- **PAGE EXCERPT**:

──────────────────────────────

The billionaire owner of Chelsea reportedly lost his UK visa, and it might be because of his ties to Putin

Clive Mason/Getty ImagesRoman Abramovich, a Russian billionaire, has poured extensive amounts of his own money into Chelsea F.C. since buying the London-based club in 2003.
  • Roman Abramovich, a Russian billionaire who owns Chelsea F.C. in London, has not had his U.K. visa renewed.
  • There is solid speculation that Abramovich’s long ties to Russian president Vladimir Putin are the cause of the Abramovich’s visa renewal being held up.
  • Abramovich has been extensively involved with Chelsea and has used his wealth to almost single-handedly transform the club into one of the biggest in Europe.

When Chelsea Football Club won the FA Cup on Saturday, one figure was conspicuously absent, the club’s billionaire Russian owner Roman Abramovich.

Abramovich, reportedly, has not been able to enter the United Kingdom as his visa has not been renewed, and it may be because of Abramovich’s close ties to Russian president Vladimir Putin.

A report in the Financial Times states, “Pressure is growing to take action against Russian oligarchs in London after the poisoning in March of ex-Russian military intelligence officer Sergei Skripal and his daughter Yulia with a rare nerve agent in Salisbury. At the time, foreign secretary Boris Johnson promised that the UK would ‘go after the money’ in retaliation of the attack.”

And Luke Harding wrote something similar in The Guardian:

“It is uncertain whether the oligarch’s visa woes are temporary and soon to be resolved, or something more permanent akin to a de facto ban. Abramovich has declined to comment. His representatives have said merely, and tactfully, that the process is taking a little longer than usual.

──────────────────────────────

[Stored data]
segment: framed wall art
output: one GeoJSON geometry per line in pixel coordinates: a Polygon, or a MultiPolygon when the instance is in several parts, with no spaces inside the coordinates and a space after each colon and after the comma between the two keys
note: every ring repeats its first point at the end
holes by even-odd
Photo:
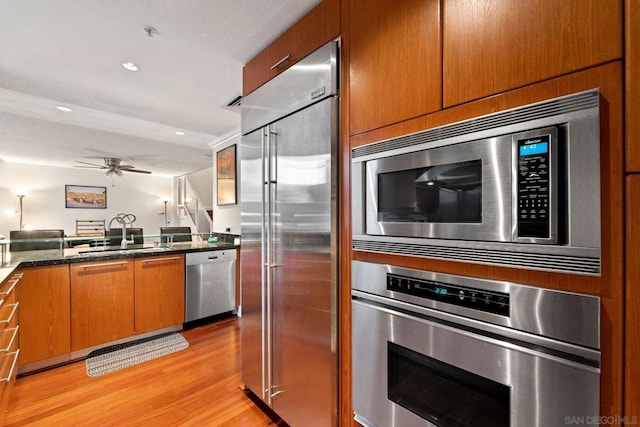
{"type": "Polygon", "coordinates": [[[235,205],[237,199],[236,145],[216,154],[216,193],[218,206],[235,205]]]}
{"type": "Polygon", "coordinates": [[[107,208],[107,187],[65,185],[64,207],[85,209],[107,208]]]}

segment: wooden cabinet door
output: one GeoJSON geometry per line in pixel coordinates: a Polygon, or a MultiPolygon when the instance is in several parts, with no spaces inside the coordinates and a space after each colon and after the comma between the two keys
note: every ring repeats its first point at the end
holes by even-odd
{"type": "Polygon", "coordinates": [[[20,271],[20,365],[69,353],[69,265],[20,271]]]}
{"type": "Polygon", "coordinates": [[[340,35],[340,0],[322,0],[245,65],[242,92],[247,95],[340,35]]]}
{"type": "Polygon", "coordinates": [[[351,135],[442,108],[438,0],[349,2],[351,135]]]}
{"type": "Polygon", "coordinates": [[[184,322],[184,255],[136,259],[136,334],[184,322]]]}
{"type": "Polygon", "coordinates": [[[71,351],[133,334],[133,261],[71,264],[71,351]]]}
{"type": "Polygon", "coordinates": [[[444,106],[622,57],[621,0],[443,0],[444,106]]]}

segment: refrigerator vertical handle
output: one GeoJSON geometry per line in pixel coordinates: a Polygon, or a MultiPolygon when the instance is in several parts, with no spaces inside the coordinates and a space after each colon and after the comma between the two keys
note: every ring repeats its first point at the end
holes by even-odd
{"type": "Polygon", "coordinates": [[[264,292],[265,298],[264,303],[265,307],[262,311],[265,316],[265,324],[264,324],[264,334],[263,339],[265,340],[265,345],[263,345],[263,349],[266,349],[265,357],[263,360],[263,371],[265,375],[265,387],[263,389],[263,396],[266,398],[266,402],[269,406],[272,405],[271,401],[271,387],[273,383],[273,372],[272,372],[272,363],[271,363],[271,355],[273,354],[273,339],[272,339],[272,317],[273,317],[273,272],[271,269],[271,265],[273,264],[273,251],[274,251],[274,235],[273,235],[273,179],[272,179],[272,158],[274,157],[273,153],[273,133],[271,126],[267,126],[265,128],[264,133],[265,144],[263,146],[266,147],[266,158],[264,160],[265,167],[265,205],[266,205],[266,239],[264,240],[266,245],[266,265],[265,265],[265,275],[266,275],[266,289],[264,292]]]}
{"type": "Polygon", "coordinates": [[[271,201],[269,184],[269,129],[262,129],[262,289],[261,289],[261,326],[262,326],[262,399],[271,404],[271,201]]]}
{"type": "Polygon", "coordinates": [[[276,132],[272,126],[269,126],[269,182],[272,184],[278,183],[278,144],[277,144],[278,132],[276,132]]]}

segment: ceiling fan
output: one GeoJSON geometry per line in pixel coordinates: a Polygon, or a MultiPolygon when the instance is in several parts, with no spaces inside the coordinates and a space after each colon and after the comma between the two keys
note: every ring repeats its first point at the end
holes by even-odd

──────────────────────────────

- **ACTION ITEM**: Continue the article about Roman Abramovich's UK visa from where it stops.

- **TASK OUTPUT**:
“Either way, the delay appears to be the result of a new, tougher stance against Russian nationals.”

Harding went on to elaborate on Abramovich’s relationship with Putin, and said that the Chelsea owner ” . . . was one of Putin’s early supporters.” Harding also described Abramovich as ” . . . a big Kremlin player, albeit one who operated behind the scenes.”

From a soccer standpoint, Abramovich is about as far as one can get from being an absentee owner. Since taking over Chelsea in 2003, he has poured an extraordinary amount of his own money into the club, funding splashy transfers for stars such as Ashley Cole and Arjen Robben, and transforming Chelsea from a small London club into one of the premier powers in Europe.

Abramovich could certainly continue to oversee the club from abroad if it were necessary, and besides, with the revenue from a massive Premier League television deal, regular Champions League appearances, and other sources, the club is not quite as dependent upon Abramovich’s personal wealth as it once was.

Still, this is an unwelcome development heading into the offseason for Chelsea, particularly since the club is also dealing with uncertainty over whether or not manager Antonio Conte will return.